**TASK DIRECTIONS**
Report every line in the records below that contains the string "green", treating uppercase and lowercase letters as different.

━━━━━━━━━━━━━━━━

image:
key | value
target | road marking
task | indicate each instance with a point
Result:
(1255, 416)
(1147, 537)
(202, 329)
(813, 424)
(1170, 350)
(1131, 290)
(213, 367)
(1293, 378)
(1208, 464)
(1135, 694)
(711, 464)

━━━━━━━━━━━━━━━━

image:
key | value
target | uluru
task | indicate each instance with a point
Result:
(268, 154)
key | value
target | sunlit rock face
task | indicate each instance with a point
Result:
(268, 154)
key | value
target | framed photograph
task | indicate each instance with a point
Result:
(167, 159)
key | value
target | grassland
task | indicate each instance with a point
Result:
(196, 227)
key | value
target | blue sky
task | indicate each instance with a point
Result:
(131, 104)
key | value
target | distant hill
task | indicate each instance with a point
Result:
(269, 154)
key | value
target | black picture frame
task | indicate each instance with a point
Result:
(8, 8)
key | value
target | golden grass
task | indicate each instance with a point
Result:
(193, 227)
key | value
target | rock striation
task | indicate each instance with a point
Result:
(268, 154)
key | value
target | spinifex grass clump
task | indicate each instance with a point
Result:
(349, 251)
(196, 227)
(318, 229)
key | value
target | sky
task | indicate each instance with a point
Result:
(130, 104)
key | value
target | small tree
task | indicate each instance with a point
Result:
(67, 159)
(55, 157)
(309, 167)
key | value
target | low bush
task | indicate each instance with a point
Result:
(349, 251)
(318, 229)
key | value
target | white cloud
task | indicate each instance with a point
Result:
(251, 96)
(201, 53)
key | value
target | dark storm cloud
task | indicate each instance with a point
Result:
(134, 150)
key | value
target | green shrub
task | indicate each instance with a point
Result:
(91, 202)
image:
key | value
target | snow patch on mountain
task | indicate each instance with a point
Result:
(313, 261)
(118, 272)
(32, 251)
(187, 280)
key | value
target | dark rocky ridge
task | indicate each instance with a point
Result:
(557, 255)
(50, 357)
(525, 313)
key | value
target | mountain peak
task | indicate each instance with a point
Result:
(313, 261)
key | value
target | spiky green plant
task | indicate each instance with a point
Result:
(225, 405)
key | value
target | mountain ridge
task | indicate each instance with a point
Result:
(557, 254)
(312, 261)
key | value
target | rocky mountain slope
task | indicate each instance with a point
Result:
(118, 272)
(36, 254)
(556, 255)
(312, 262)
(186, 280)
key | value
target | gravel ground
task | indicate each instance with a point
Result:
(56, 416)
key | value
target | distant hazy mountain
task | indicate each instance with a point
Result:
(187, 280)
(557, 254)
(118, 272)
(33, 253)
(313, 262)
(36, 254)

━━━━━━━━━━━━━━━━

**RESULT**
target | green shrub
target | spiky green plant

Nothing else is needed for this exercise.